GIVEN EXERCISE:
Please rescale the records below, from the line that has "Mark every instance of the glass" through the line that has "x=525 y=455", writing out every line of that stretch and multiplying each answer coordinate by 1.25, rounded to a whole number with halves going up. Keep the numbers on the "Form:" lines as they are.

++++++

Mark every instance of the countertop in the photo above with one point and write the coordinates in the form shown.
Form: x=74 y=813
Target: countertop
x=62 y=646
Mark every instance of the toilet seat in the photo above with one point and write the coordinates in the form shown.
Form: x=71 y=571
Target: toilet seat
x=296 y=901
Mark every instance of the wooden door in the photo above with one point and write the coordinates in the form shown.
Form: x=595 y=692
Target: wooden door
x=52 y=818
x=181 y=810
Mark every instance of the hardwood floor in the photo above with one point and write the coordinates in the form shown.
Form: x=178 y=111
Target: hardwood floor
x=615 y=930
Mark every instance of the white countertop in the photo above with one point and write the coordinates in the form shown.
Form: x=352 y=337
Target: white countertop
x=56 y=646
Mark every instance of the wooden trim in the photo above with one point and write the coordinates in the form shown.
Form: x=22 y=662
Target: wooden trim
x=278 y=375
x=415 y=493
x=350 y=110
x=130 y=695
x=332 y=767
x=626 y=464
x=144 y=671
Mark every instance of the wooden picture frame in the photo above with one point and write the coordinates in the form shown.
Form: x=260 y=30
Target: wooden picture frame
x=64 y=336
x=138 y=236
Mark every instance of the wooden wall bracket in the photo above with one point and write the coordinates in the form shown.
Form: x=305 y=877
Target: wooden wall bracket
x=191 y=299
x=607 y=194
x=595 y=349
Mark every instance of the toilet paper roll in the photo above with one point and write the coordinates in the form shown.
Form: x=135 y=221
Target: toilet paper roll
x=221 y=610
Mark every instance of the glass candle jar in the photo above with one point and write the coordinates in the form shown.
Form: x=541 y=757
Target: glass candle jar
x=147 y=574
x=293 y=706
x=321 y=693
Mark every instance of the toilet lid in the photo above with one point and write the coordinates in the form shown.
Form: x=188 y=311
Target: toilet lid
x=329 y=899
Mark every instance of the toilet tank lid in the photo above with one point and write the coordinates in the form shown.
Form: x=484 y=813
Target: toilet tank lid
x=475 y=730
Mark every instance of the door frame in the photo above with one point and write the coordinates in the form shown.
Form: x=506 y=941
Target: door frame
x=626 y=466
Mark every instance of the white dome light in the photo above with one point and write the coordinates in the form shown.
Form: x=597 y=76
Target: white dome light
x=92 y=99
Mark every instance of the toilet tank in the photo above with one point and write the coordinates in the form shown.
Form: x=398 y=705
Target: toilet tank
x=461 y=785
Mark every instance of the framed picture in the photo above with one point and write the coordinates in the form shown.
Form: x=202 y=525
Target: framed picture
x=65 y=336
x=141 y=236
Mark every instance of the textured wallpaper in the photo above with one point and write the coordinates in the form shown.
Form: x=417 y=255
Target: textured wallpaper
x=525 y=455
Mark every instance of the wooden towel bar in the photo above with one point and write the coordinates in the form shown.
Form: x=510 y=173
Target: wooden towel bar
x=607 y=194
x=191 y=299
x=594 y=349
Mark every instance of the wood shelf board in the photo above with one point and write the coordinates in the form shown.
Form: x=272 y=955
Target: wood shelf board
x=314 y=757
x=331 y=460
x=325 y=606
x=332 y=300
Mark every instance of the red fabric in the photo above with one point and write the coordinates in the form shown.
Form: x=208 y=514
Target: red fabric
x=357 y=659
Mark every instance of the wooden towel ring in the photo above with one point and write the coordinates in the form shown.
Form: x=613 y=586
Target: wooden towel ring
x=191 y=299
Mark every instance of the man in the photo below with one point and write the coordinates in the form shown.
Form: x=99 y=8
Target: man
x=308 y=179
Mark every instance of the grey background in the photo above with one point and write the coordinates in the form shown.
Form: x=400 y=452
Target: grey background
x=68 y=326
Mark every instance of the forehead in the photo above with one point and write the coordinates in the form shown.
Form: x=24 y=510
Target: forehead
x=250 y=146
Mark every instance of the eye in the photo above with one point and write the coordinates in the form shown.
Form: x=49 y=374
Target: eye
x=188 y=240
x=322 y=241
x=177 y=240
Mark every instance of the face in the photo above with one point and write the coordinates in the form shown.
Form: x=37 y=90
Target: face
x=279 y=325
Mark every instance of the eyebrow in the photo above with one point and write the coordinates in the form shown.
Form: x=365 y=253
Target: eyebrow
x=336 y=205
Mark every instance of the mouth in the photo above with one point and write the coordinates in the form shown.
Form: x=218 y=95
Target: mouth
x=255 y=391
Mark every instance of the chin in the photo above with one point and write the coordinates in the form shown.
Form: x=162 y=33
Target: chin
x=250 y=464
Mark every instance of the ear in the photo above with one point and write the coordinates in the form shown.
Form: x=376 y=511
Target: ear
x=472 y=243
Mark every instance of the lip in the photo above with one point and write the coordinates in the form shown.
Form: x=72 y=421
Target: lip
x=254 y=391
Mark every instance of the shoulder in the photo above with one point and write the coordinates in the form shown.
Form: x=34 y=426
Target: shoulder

++++++

IN RESPONSE:
Mark every instance of the glass candle jar in the photo above with one point and write the coordinates in the form shown.
Form: x=541 y=757
Target: glass candle jar
x=184 y=718
x=366 y=883
x=401 y=866
Mark every instance of the toilet lid in the photo above with one point and write the coordinates in the form shown.
Form: x=188 y=311
Target: toilet lid
x=411 y=1124
Mark every instance of the toilet tank lid in the photo above with one point and write the coordinates in the form shown.
Form: x=484 y=813
Target: toilet tank lid
x=594 y=913
Mark every instance of the door frame in the photo above with one point and write the coordinates in the form shown.
Form: x=506 y=941
Target: door frame
x=783 y=583
Mark every instance of the white dome light in the photo above with one point and write the coordinates in the form shown.
Form: x=597 y=76
Target: white dome light
x=115 y=124
Mark every instance of the toilet tank in the photo above with one point and write the coordinates in the form shown.
Form: x=398 y=705
Target: toilet tank
x=576 y=981
Mark every instance of the framed picture in the photo above with one point and write the coordinates in the form shown.
Form: x=202 y=525
Target: framed picture
x=81 y=420
x=176 y=295
Mark every instance of the textured wallpaper in the photo above with one point and write the coordinates in the form shown.
Form: x=417 y=255
Target: textured wallpaper
x=656 y=569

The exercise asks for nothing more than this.